• WHAT YOU ARE ASKED TO DO
Read the data below. Every line holding the string "Target" must be copied.

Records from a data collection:
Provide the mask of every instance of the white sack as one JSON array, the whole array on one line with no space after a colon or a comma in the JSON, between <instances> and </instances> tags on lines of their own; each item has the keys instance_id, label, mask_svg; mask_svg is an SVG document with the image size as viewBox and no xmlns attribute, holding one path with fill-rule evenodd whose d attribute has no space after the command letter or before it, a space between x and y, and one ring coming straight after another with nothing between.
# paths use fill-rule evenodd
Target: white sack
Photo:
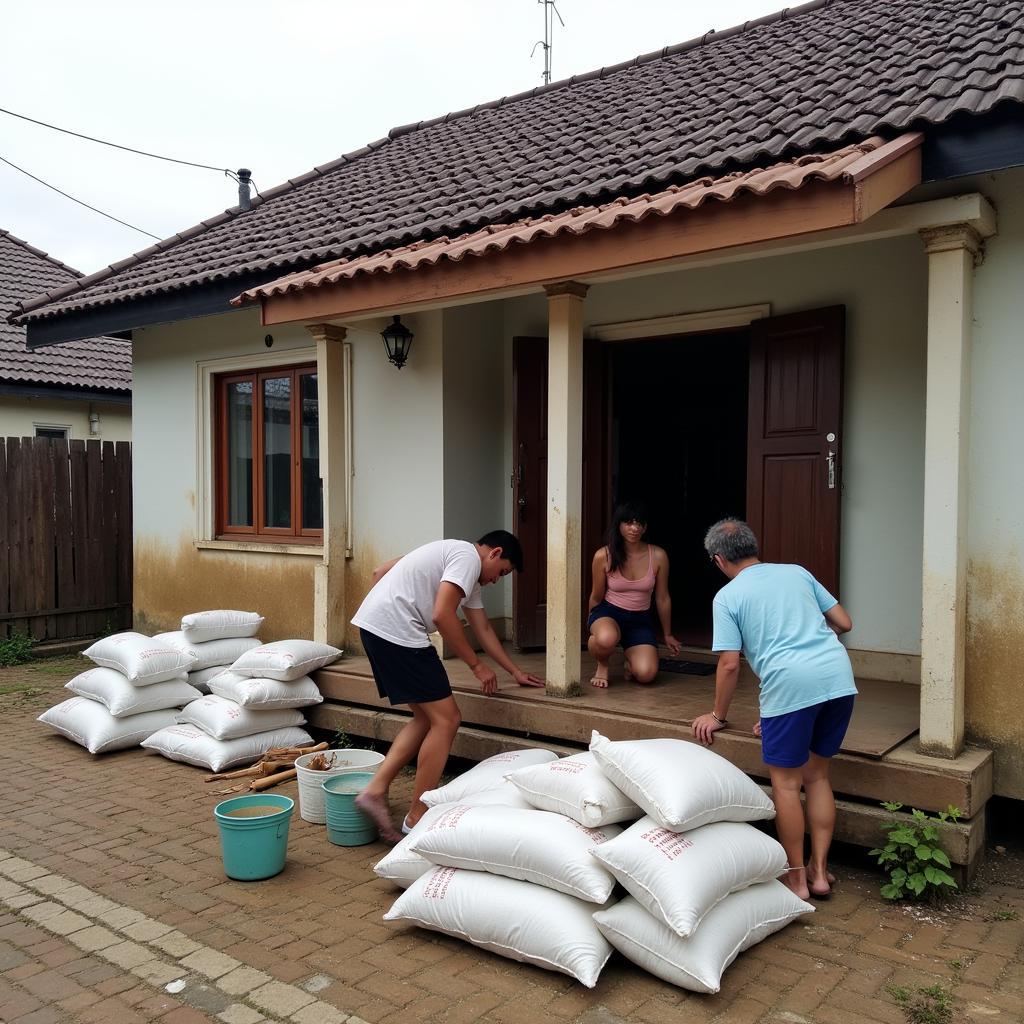
<instances>
[{"instance_id":1,"label":"white sack","mask_svg":"<svg viewBox=\"0 0 1024 1024\"><path fill-rule=\"evenodd\" d=\"M147 736L174 723L173 708L115 718L99 701L70 697L44 711L38 721L85 747L90 754L137 747Z\"/></svg>"},{"instance_id":2,"label":"white sack","mask_svg":"<svg viewBox=\"0 0 1024 1024\"><path fill-rule=\"evenodd\" d=\"M384 920L412 921L593 988L612 951L593 910L592 903L529 882L435 868L398 897Z\"/></svg>"},{"instance_id":3,"label":"white sack","mask_svg":"<svg viewBox=\"0 0 1024 1024\"><path fill-rule=\"evenodd\" d=\"M519 795L519 792L512 786L500 786L497 789L488 789L483 793L474 793L461 801L464 807L485 807L498 805L501 807L527 808L529 805ZM386 878L389 882L402 889L407 889L420 875L426 874L434 865L424 857L421 857L413 850L416 840L423 835L432 821L436 821L438 815L458 804L438 804L437 807L427 808L426 814L416 822L413 830L396 843L387 854L377 861L373 866L374 874L378 878Z\"/></svg>"},{"instance_id":4,"label":"white sack","mask_svg":"<svg viewBox=\"0 0 1024 1024\"><path fill-rule=\"evenodd\" d=\"M91 668L64 684L79 697L98 700L115 718L141 715L146 711L181 708L202 696L183 679L168 679L152 686L135 686L112 668Z\"/></svg>"},{"instance_id":5,"label":"white sack","mask_svg":"<svg viewBox=\"0 0 1024 1024\"><path fill-rule=\"evenodd\" d=\"M598 911L594 921L627 960L645 971L691 992L714 993L726 967L743 950L813 911L781 882L762 882L722 900L688 939L651 917L631 896Z\"/></svg>"},{"instance_id":6,"label":"white sack","mask_svg":"<svg viewBox=\"0 0 1024 1024\"><path fill-rule=\"evenodd\" d=\"M82 653L103 668L112 668L127 676L136 686L162 683L165 679L184 679L195 667L190 654L142 633L115 633L97 640Z\"/></svg>"},{"instance_id":7,"label":"white sack","mask_svg":"<svg viewBox=\"0 0 1024 1024\"><path fill-rule=\"evenodd\" d=\"M590 751L510 772L505 778L541 811L567 814L596 828L635 821L643 811L617 789Z\"/></svg>"},{"instance_id":8,"label":"white sack","mask_svg":"<svg viewBox=\"0 0 1024 1024\"><path fill-rule=\"evenodd\" d=\"M753 825L670 832L650 817L593 852L649 914L684 938L731 892L778 878L786 851Z\"/></svg>"},{"instance_id":9,"label":"white sack","mask_svg":"<svg viewBox=\"0 0 1024 1024\"><path fill-rule=\"evenodd\" d=\"M232 665L231 671L240 676L258 676L288 682L341 657L341 651L329 644L313 640L278 640L246 651Z\"/></svg>"},{"instance_id":10,"label":"white sack","mask_svg":"<svg viewBox=\"0 0 1024 1024\"><path fill-rule=\"evenodd\" d=\"M771 800L724 757L687 740L621 740L594 732L590 749L601 770L663 828L712 821L774 818Z\"/></svg>"},{"instance_id":11,"label":"white sack","mask_svg":"<svg viewBox=\"0 0 1024 1024\"><path fill-rule=\"evenodd\" d=\"M185 639L184 633L157 633L154 640L159 640L176 651L191 654L195 661L190 671L203 668L224 668L237 661L246 651L260 646L256 637L233 637L224 640L207 640L196 644Z\"/></svg>"},{"instance_id":12,"label":"white sack","mask_svg":"<svg viewBox=\"0 0 1024 1024\"><path fill-rule=\"evenodd\" d=\"M200 693L210 692L210 680L219 676L221 672L227 672L223 665L214 665L211 668L200 668L188 674L188 685L194 686Z\"/></svg>"},{"instance_id":13,"label":"white sack","mask_svg":"<svg viewBox=\"0 0 1024 1024\"><path fill-rule=\"evenodd\" d=\"M215 740L237 740L260 732L285 729L289 725L305 725L301 711L243 708L233 700L211 694L198 697L178 712L181 725L195 725Z\"/></svg>"},{"instance_id":14,"label":"white sack","mask_svg":"<svg viewBox=\"0 0 1024 1024\"><path fill-rule=\"evenodd\" d=\"M282 683L280 679L240 676L230 669L210 680L210 693L227 697L243 708L305 708L324 699L309 676Z\"/></svg>"},{"instance_id":15,"label":"white sack","mask_svg":"<svg viewBox=\"0 0 1024 1024\"><path fill-rule=\"evenodd\" d=\"M311 747L313 740L303 729L294 726L275 729L237 740L215 740L194 725L170 725L150 736L142 744L172 761L223 772L258 761L271 747Z\"/></svg>"},{"instance_id":16,"label":"white sack","mask_svg":"<svg viewBox=\"0 0 1024 1024\"><path fill-rule=\"evenodd\" d=\"M458 778L452 779L447 786L440 789L428 790L420 799L428 807L436 807L438 804L450 804L470 796L472 793L483 793L485 790L494 789L501 785L505 776L516 768L525 768L531 764L545 764L548 761L557 760L558 755L551 750L536 750L532 747L526 750L509 750L503 754L495 754L474 765L468 772L463 772Z\"/></svg>"},{"instance_id":17,"label":"white sack","mask_svg":"<svg viewBox=\"0 0 1024 1024\"><path fill-rule=\"evenodd\" d=\"M263 625L259 612L239 612L220 608L209 612L192 612L181 620L181 632L190 644L203 644L210 640L231 640L240 636L255 636Z\"/></svg>"},{"instance_id":18,"label":"white sack","mask_svg":"<svg viewBox=\"0 0 1024 1024\"><path fill-rule=\"evenodd\" d=\"M620 832L587 828L564 814L456 805L434 818L412 845L433 864L489 871L606 903L615 879L590 854Z\"/></svg>"}]
</instances>

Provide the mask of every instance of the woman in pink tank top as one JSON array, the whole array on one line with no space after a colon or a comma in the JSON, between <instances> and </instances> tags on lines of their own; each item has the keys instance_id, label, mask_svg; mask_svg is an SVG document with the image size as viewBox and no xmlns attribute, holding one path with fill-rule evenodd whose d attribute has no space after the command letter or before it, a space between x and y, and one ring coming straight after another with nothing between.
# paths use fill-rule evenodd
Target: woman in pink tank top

• EXPECTED OUTPUT
Target: white sack
Target: woman in pink tank top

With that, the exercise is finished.